--- ZU LÖSENDE AUFGABE ---
Welche der folgenden Zeilen enthalten das Wort „Reply“? Sammle alle diese Zeilen und gib sie unverändert wieder, wobei Groß- und Kleinschreibung zählt.

--- DATENZEILEN ---
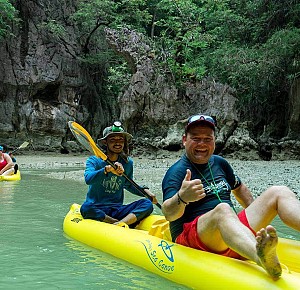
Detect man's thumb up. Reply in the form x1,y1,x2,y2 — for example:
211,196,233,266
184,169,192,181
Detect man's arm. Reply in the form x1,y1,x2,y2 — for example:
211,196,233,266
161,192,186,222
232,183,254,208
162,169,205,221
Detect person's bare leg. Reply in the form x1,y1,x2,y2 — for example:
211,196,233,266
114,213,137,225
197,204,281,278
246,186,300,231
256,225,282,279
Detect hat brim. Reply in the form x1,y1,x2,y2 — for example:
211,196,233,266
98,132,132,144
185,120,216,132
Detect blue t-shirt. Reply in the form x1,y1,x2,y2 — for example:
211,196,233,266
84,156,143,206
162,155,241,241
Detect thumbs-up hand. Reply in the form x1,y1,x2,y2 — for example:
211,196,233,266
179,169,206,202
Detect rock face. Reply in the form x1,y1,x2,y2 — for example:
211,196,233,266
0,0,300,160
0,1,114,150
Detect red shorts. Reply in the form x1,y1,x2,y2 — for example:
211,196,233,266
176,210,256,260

==

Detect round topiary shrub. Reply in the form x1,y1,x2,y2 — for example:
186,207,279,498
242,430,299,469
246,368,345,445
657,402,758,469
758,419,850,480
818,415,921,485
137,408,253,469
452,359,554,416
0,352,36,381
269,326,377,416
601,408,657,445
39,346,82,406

--- ANTWORT ---
Detect man's thumb up. Reply in the form x1,y1,x2,y2 — for example:
Detect man's arm. Reply in the form x1,y1,x2,y2 — for example:
Detect person's bare leg. Reply in the form x1,y1,x2,y2 — for example:
Detect hat brim. Reply in the form x1,y1,x2,y2 — for example:
Detect blue t-shirt. Reply in the form x1,y1,x2,y2 — for example:
Detect thumbs-up hand. Reply in the form x1,y1,x2,y2 — for example:
Detect rock face. Reply in the form x1,y1,x2,y2 — for example:
Detect red shorts. Reply in the form x1,y1,x2,y2 — for example:
Detect round topiary shrub. Reply in the form x1,y1,x2,y2 — for example:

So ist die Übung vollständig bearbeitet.